— begin RECORDS FOR THIS EXERCISE —

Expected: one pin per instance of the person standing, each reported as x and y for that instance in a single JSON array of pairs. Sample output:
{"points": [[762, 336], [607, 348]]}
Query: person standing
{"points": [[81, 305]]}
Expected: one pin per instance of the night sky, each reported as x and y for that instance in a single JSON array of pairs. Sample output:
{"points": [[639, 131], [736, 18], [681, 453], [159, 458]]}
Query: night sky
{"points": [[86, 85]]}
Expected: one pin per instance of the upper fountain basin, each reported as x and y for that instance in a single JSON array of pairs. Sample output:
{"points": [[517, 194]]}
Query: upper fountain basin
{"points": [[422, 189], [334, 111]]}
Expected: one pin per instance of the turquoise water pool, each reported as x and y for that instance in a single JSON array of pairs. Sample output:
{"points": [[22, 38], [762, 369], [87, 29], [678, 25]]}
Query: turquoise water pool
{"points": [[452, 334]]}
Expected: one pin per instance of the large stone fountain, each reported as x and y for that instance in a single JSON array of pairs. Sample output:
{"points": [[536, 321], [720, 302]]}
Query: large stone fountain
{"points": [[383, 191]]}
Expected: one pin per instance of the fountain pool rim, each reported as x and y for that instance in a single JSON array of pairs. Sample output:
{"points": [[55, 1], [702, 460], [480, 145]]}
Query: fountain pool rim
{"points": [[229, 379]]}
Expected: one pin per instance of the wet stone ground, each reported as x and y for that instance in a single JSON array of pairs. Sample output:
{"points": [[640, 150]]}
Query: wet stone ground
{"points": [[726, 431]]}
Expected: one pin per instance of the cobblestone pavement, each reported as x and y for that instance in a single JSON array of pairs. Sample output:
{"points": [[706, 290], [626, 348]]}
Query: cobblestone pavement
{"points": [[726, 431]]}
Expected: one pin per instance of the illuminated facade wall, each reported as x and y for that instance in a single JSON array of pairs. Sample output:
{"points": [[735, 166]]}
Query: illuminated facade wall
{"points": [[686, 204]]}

— end RECORDS FOR THIS EXERCISE —

● EXERCISE DESCRIPTION
Your task is to output the full set of records exactly as presented.

● OUTPUT BELOW
Expected: one pin per instance of the person standing, each reported as x and y for that instance in a single JSON array of pairs. Sample output:
{"points": [[762, 336], [607, 348]]}
Query: person standing
{"points": [[81, 305]]}
Expected: one pin per instance of the night sky, each reported as x and y for that instance in a single JSON array of pairs. Sample output:
{"points": [[639, 131], [736, 18], [681, 453], [159, 458]]}
Query: night sky
{"points": [[86, 85]]}
Expected: one pin per instance of the upper fountain basin, each reported as x and y for that instance in a single JSON array of pairs. Sample output:
{"points": [[517, 194]]}
Query: upper fountain basin
{"points": [[422, 189], [334, 111]]}
Expected: one pin per instance of the turquoise water pool, each reported as x and y for that instance in a single JSON array of pairs. Sample output:
{"points": [[22, 38], [762, 369], [87, 29], [678, 25]]}
Query: turquoise water pool
{"points": [[452, 334]]}
Expected: one pin per instance of the large stone fountain, each reported as x and y for that instance in a single JSON array of pairs. Sample output:
{"points": [[536, 321], [720, 302]]}
Query: large stone fountain
{"points": [[383, 191]]}
Expected: one pin per instance of the fountain pool rim, each reported as x and y for that instance in a single JSON array of pairs. Sample output:
{"points": [[55, 1], [702, 460], [480, 145]]}
Query: fountain pool rim
{"points": [[229, 379]]}
Expected: one pin per instance of the wet stone ground, each reported as x and y for that instance in a single JSON array of pairs. Sample output:
{"points": [[640, 150]]}
Query: wet stone ground
{"points": [[726, 431]]}
Expected: one pin per instance of the cobblestone pavement, each reported as x and y for that instance in a single JSON array of pairs. Sample output:
{"points": [[706, 290], [626, 348]]}
Query: cobblestone pavement
{"points": [[726, 431]]}
Expected: one pin per instance of the illuminated facade wall, each reported as x and y for that instance in a single JSON array of pairs. Sample output:
{"points": [[735, 166]]}
Query: illuminated facade wall
{"points": [[686, 204]]}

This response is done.